Records shown —
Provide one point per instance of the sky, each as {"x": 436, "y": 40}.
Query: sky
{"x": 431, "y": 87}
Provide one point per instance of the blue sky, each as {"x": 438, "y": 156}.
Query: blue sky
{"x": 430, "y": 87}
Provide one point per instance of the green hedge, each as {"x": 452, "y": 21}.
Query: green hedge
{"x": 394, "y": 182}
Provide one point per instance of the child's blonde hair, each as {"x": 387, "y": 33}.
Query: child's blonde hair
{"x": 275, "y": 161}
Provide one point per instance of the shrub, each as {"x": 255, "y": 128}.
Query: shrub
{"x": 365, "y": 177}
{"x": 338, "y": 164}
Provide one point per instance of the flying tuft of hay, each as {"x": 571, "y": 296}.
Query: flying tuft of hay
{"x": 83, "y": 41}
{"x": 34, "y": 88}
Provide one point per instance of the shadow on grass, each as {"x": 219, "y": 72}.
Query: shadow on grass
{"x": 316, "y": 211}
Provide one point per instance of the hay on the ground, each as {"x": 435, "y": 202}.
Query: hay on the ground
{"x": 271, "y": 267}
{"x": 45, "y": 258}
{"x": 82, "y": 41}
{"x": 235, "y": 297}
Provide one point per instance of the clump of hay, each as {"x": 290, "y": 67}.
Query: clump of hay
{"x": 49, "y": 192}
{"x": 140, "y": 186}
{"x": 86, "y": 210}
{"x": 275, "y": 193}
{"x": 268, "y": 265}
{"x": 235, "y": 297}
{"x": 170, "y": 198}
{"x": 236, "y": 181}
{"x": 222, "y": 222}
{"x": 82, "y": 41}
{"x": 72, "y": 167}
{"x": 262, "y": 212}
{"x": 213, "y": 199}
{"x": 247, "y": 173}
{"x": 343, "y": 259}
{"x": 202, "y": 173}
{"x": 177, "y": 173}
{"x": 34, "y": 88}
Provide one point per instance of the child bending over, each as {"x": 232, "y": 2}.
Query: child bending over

Problem —
Update the rows above by replacing every occurrence of "hay" with "straw", leaving everything else unchanged.

Answer to the problem —
Provide one point per instance of the sky, each as {"x": 436, "y": 40}.
Query: sky
{"x": 431, "y": 87}
Provide one point per instance of the blue sky, each as {"x": 438, "y": 156}.
Query: blue sky
{"x": 430, "y": 87}
Provide one point per instance of the green hedge, each as {"x": 452, "y": 21}.
Query: green hedge
{"x": 394, "y": 182}
Provide one point per instance of the child's blonde hair, each as {"x": 387, "y": 33}.
Query: child's blonde hair
{"x": 275, "y": 161}
Provide one point per instance of the shrub, each as {"x": 255, "y": 128}.
Query: shrub
{"x": 365, "y": 177}
{"x": 338, "y": 164}
Provide one point per instance of the flying tuft of straw, each as {"x": 571, "y": 296}.
Query: flying tuft of straw
{"x": 83, "y": 41}
{"x": 34, "y": 88}
Provide one point per instance of the shadow on grass, each as {"x": 219, "y": 72}.
Query: shadow on grass
{"x": 316, "y": 211}
Provide one point per instance of the straw on the ground, each as {"x": 435, "y": 202}.
Query: straw on the ground
{"x": 271, "y": 267}
{"x": 45, "y": 258}
{"x": 82, "y": 41}
{"x": 235, "y": 297}
Provide one point per instance of the clump of straw, each as {"x": 290, "y": 67}.
Query: clump of straw
{"x": 49, "y": 192}
{"x": 140, "y": 186}
{"x": 86, "y": 210}
{"x": 275, "y": 193}
{"x": 268, "y": 265}
{"x": 235, "y": 297}
{"x": 170, "y": 198}
{"x": 236, "y": 181}
{"x": 222, "y": 222}
{"x": 82, "y": 41}
{"x": 72, "y": 167}
{"x": 262, "y": 212}
{"x": 213, "y": 199}
{"x": 247, "y": 173}
{"x": 343, "y": 259}
{"x": 202, "y": 173}
{"x": 177, "y": 173}
{"x": 34, "y": 88}
Provide one point per instance of the child bending over, each as {"x": 232, "y": 2}.
Query: child bending over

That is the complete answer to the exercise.